__COMPITI__.
[a] Spiega in una-tre frasi, basandoti sul testo sul tendine d'Achille, perché il piede piatto o cavo può portare a una tendinopatia.
[b] Riscrivi come elenco puntato il paragrafo del testo sul tendine d'Achille che comincia con «La rottura completa è solo la punta di un iceberg», mantenendone i fatti principali.
[c] Prosegui il testo sul tendine d'Achille dopo la sua ultima frase, con uno o due paragrafi nello stesso stile.

__BRANO DELL'ESERCIZIO__.

>>

Tendine danneggiato? Accusato il piede piatto

Solo apparentemente invincibile, il tendine d’Achille cede talvolta al forte stress prolungato, o a un trauma, e si rompe con un sonoro schiocco acustico, causando un dolore non sempre intenso, ma improvviso, e la difficoltà di movimento.

La rottura completa è solo la punta di un iceberg, perché questo grande elastico che unisce il calcagno al polpaccio può soffrire di infiammazioni e degenerazioni che conducono anche a rotture parziali. Sono le fastidiose tendinopatie, talvolta di difficile risoluzione e non immediatamente diagnosticabili, se affidate a mani inesperte. Tra le cause principali c’è un appoggio del piede alterato, il piede piatto (con eccesso di pronazione) o cavo (con eccesso di supinazione); condizioni che conducono il tendine ad assumere un assetto non fisiologico e quindi a soffrire di stress prolungato.

«Il principale sintomo è il dolore che si avverte quando si cammina o durante il gesto atletico. Per arrivare ad una diagnosi corretta occorre affidarsi ad un ortopedico esperto che, dopo avere esaminato il tendine e l’intero piede, può disporre esami di approfondimento, come l’ecografia, utile per valutare l’entità del danno degenerativo o infiammatorio, e solo in casi selezionati la risonanza magnetica» spiega l’ortopedico Francesco Ceccarelli, direttore della Scuola di specializzazione in Ortopedia e traumatologia dell’Università di Parma.

«Obiettivo della terapia è la sistemazione del piede, la sua compensazione intesa come riequilibrio e normalizzazione dell’assetto – aggiunge Ceccarelli – Per questo il medico ortopedico può prescrivere plantari su misura da inserire nelle calzature, che devono essere realizzati adeguatamente. Solo nei casi più complessi si procede invece con la correzione chirurgica delle deformità».

Se le tendinopatie sono appannaggio di tutti, le rotture complete invece avvengono soprattutto tra gli sportivi, tennisti e calciatori in massima parte, a seguito di forti traumi spesso indiretti o dopo scatti improvvisi, in particolare negli atleti con elevata potenza muscolare e deficit di coordinazione.

<<

__DATI__.
>>

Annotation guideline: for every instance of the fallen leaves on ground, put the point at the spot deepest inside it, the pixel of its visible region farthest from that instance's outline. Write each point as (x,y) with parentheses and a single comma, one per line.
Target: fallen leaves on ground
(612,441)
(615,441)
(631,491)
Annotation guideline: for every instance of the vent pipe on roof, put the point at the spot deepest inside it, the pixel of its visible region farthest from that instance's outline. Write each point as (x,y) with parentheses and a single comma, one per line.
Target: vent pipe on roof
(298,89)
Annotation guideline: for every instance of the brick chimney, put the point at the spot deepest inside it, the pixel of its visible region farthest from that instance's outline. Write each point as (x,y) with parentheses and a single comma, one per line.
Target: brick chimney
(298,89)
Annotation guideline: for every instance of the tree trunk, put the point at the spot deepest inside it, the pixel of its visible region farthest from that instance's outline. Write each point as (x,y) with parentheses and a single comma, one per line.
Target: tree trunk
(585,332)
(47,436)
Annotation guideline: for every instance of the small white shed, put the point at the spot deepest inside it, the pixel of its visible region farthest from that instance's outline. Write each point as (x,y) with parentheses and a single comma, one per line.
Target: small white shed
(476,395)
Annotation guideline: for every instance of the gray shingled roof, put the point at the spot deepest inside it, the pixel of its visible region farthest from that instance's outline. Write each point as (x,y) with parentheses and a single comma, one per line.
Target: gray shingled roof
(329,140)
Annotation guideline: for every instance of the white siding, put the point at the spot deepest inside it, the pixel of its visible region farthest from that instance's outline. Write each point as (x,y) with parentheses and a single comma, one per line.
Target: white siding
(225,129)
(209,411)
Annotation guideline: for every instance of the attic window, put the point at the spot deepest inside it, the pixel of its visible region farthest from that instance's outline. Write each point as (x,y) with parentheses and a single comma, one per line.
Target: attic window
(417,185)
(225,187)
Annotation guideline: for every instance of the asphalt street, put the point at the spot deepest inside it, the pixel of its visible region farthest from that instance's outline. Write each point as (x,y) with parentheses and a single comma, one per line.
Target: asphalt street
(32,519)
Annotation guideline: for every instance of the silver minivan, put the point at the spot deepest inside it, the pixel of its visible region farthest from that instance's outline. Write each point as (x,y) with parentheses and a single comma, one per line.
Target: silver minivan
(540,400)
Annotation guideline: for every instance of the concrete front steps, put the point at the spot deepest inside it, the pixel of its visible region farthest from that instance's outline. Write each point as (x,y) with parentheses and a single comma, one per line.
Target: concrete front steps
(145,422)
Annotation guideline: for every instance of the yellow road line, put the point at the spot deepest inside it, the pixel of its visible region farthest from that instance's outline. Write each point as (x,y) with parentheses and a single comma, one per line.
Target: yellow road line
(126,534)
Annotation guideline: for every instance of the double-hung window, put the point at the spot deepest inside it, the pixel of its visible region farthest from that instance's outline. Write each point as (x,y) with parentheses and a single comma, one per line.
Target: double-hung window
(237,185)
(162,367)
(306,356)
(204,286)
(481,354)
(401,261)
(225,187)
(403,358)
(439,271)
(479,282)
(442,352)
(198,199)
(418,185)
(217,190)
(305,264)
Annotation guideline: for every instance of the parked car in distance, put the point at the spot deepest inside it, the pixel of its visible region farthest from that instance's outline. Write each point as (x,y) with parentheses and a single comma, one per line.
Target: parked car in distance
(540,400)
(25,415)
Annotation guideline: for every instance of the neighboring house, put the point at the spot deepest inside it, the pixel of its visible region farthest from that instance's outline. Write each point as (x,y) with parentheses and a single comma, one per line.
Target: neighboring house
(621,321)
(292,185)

<<

__SOLUZIONI__.
[a] Il piede piatto (con eccesso di pronazione) e il piede cavo (con eccesso di supinazione) alterano l'appoggio del piede e costringono il tendine ad assumere un assetto non fisiologico. Di conseguenza il tendine subisce uno stress prolungato, che è tra le cause principali delle tendinopatie.

[b]
- La rottura completa è solo la punta di un iceberg: il tendine, che unisce il calcagno al polpaccio, può soffrire anche di infiammazioni e degenerazioni, fino a rotture parziali.
- Queste tendinopatie sono talvolta difficili da risolvere e, se affidate a mani inesperte, non vengono diagnosticate subito.
- Tra le cause principali c'è un appoggio alterato del piede, piatto (eccesso di pronazione) o cavo (eccesso di supinazione).
- Queste condizioni danno al tendine un assetto non fisiologico e lo espongono a uno stress prolungato.

[c]
Difficile quantificare con esattezza quanto siano diffuse le rotture compete del tendine d’Achille, ma si stima che ogni anno costituiscano circa il 35% di tutte le rotture tendinee. Anche sulle cause che possono predisporre ad una rottura non ci sono dati certi; gli studi internazionali rilevano però l’esistenza di alcuni fattori predisponenti generali, come i trattamenti con antibiotici prolungati, le infiltrazioni locali di cortisone, la condizione di insufficienza renale o l’ipertiroidismo e le eventuali tendinopatie preesistenti, ma solo in minima parte.

La diagnosi è clinica: l’ortopedico effettua un manovra che non lascia dubbi sulla rottura del tendine. Esami strumentali come la risonanza magnetica servono invece solo nei casi incerti o per documentare la lesione a fini assicurativi o medico-legali.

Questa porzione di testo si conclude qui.